私も子供の頃、初詣のついでに沿道(国道134号線)に観戦に行ったことがあります。ちなみに、初めて見に行った時は、今から20数年前の私が小学生ぐらいの時でした。つまり、1987年に日本テレビで生中継するより前の時代です。この当時のテレビ中継は、テレビ東京がダイジェストでやっていた時代です。初詣の行きや帰りに車の中でラジオ中継で聞くのが定番でした。この頃は、沿道の観客も今ほど多くなく、結構のどかな風景だったのを記憶してます。せいぜい、ニューイヤー駅伝並みの沿道でしょうか。なので、1987年以前の箱根駅伝は「日本の正月の一大行事」ではなく、まさに「地元の風物詩」といった風情でした。

また、箱根駅伝は富士山に向かって走る姿が日本人の心の琴線に触れ、「富士山信仰」にも通ずるものがあります。ある意味、地元の人間にとっては箱根駅伝とは、まさに「神事」であります。そして、箱根駅伝の観戦は地元の氏神に対する「公式参拝」に等しい神聖な行為なのかもしれません。おそらく、よその地域では考えられないほど、箱根駅伝はわが地元では大きな地位を占めています。

逆に言うと、わが地元では、箱根駅伝に対する批判は御法度の雰囲気すらあります。つまり、偶像破壊に匹敵する行為を意味するからです。正月にお年始で自宅に訪れる親戚は、必ずと言ってよいほど箱根駅伝を話のネタにして盛り上がります。大抵、初詣に行ったあとに駅伝を観戦してから自宅に寄るので、興奮は尚更です。それだけに、箱根駅伝に対して批判めいた口調をしたら会話に水を差すので、間違いなく“KY”で嫌な奴だと思われるのは必至です。なので、長年箱根駅伝に対して批判的な意見を持つ私は、言いたい事を胸に仕舞い込んで、適当に話を合わせてます。大人になるというのは本当につらいことです(笑)。
###
_小課題 A:_ 箱根駅伝についての文章の「逆に言うと、わが地元では、箱」から「本当につらいことです(笑)。」まで（両端の語句を含む）を、「親戚」を「知人」に替えて書き直してください。
_小課題 B:_ 箱根駅伝についての文章の続きを、最後の文の次から書いてください。

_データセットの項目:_
###
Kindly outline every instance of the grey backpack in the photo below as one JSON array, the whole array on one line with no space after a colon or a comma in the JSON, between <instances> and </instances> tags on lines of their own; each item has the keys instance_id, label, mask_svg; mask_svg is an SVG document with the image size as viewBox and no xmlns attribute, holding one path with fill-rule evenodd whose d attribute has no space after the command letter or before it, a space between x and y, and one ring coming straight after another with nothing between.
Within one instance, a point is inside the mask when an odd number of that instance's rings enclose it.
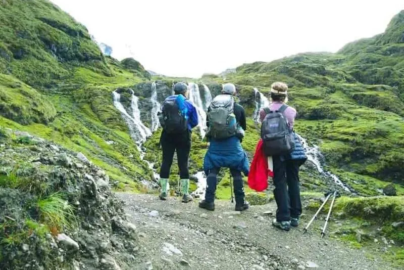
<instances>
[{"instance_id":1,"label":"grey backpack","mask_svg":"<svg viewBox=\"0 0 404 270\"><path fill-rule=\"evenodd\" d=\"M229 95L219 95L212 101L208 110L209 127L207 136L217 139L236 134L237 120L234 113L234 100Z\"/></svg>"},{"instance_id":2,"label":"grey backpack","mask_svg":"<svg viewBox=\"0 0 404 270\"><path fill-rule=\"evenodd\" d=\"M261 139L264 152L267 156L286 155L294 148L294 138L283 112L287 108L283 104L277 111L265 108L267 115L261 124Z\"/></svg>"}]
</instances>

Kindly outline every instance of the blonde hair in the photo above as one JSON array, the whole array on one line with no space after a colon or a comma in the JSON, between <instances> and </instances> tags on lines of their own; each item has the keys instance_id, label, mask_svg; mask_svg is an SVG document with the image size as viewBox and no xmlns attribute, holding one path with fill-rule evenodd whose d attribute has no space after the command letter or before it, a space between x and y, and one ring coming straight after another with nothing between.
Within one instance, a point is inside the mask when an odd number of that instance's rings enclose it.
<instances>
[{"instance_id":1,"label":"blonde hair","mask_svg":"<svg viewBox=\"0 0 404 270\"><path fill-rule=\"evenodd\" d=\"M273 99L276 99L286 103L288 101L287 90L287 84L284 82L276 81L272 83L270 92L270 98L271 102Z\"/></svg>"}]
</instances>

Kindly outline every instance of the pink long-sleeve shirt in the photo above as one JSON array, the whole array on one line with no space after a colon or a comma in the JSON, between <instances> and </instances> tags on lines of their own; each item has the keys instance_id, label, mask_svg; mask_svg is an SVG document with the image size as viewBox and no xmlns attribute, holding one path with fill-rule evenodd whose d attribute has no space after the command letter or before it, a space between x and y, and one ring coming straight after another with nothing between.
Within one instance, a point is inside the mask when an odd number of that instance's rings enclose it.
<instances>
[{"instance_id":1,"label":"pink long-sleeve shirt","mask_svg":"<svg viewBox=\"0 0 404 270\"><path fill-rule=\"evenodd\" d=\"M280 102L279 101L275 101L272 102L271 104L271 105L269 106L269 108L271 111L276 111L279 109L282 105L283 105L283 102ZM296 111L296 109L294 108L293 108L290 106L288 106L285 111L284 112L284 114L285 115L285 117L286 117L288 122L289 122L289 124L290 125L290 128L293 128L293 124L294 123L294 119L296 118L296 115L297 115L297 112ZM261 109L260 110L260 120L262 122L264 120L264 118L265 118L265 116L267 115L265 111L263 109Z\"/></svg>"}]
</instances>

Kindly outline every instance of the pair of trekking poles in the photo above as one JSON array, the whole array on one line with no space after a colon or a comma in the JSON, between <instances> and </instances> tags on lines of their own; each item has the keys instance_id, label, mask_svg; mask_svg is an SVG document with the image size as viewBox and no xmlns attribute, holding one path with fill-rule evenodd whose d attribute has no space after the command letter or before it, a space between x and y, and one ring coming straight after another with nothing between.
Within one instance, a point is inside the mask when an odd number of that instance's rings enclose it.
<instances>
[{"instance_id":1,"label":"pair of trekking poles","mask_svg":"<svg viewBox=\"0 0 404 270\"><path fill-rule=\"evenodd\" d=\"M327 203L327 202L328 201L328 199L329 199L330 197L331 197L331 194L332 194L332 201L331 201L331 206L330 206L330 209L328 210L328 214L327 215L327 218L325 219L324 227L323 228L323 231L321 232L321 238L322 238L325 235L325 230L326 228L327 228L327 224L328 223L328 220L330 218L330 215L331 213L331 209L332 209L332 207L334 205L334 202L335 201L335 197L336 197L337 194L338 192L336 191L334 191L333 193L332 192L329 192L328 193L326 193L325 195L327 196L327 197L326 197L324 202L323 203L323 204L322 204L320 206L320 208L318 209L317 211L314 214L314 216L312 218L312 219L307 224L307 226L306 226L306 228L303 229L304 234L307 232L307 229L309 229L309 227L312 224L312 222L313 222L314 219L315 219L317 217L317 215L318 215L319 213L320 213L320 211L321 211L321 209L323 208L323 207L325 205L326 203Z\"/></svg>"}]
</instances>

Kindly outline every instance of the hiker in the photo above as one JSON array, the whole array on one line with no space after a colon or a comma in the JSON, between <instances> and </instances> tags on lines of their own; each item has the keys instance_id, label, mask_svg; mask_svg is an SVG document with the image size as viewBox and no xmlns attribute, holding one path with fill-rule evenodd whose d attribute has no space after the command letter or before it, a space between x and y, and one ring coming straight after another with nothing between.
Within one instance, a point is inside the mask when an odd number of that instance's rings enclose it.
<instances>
###
_出力 A:_
逆に言うと、わが地元では、箱根駅伝に対する批判は御法度の雰囲気すらあります。つまり、偶像破壊に匹敵する行為を意味するからです。正月にお年始で自宅に訪れる知人は、必ずと言ってよいほど箱根駅伝を話のネタにして盛り上がります。大抵、初詣に行ったあとに駅伝を観戦してから自宅に寄るので、興奮は尚更です。それだけに、箱根駅伝に対して批判めいた口調をしたら会話に水を差すので、間違いなく“KY”で嫌な奴だと思われるのは必至です。なので、長年箱根駅伝に対して批判的な意見を持つ私は、言いたい事を胸に仕舞い込んで、適当に話を合わせてます。大人になるというのは本当につらいことです(笑)。

_出力 B:_
では、なぜ私が箱根駅伝に対して批判的なのかというと、この駅伝はマラソン&長距離の選手育成に役立っているとは思えないからです。箱根駅伝出身の五輪メダリストは、戦前に日本の植民地だった朝鮮半島出身で、1936年ベルリン五輪で銅メダルを獲得した南昇竜(明治大学)だけです。本来なら、箱根駅伝の主旨はマラソン&長距離ランナーの育成のはずです。しかし、現在は、駅伝のスペシャリストの養成へと変質しています。近年は箱根駅伝は過熱化していることもあり、弊害の方が多々目立ちます。実際に大学の指導者ですら、「箱根駅伝の為だけの箱根駅伝ではあってはならない」と弊害を指摘しているほどですから。現状では、箱根駅伝のみしか通用しない選手を量産しているのに過ぎず、「長距離選手の墓場」と化しています。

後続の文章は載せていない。